— begin —
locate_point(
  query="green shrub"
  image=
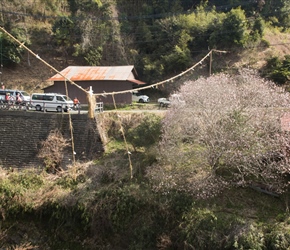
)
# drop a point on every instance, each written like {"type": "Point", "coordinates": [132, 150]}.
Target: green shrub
{"type": "Point", "coordinates": [147, 133]}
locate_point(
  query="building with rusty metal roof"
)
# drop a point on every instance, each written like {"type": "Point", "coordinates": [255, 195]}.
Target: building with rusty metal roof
{"type": "Point", "coordinates": [102, 79]}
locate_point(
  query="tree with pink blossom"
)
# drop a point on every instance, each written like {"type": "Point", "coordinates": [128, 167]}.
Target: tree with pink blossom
{"type": "Point", "coordinates": [224, 131]}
— end —
▶ **Stated task**: Copy all of the lines above character for character, leaving out the picture.

▶ **Exercise response**:
locate_point(
  query="green shrub"
  image=
)
# drop a point on every instance, each written like {"type": "Point", "coordinates": [132, 150]}.
Target: green shrub
{"type": "Point", "coordinates": [147, 133]}
locate_point(
  query="building with rusty metal roof"
)
# drop a point on every instance, each written like {"type": "Point", "coordinates": [255, 195]}.
Target: building with rusty metal roof
{"type": "Point", "coordinates": [102, 79]}
locate_point(
  query="tree with pink blossom"
)
# drop a point on every instance, each written like {"type": "Point", "coordinates": [128, 167]}.
Target: tree with pink blossom
{"type": "Point", "coordinates": [224, 131]}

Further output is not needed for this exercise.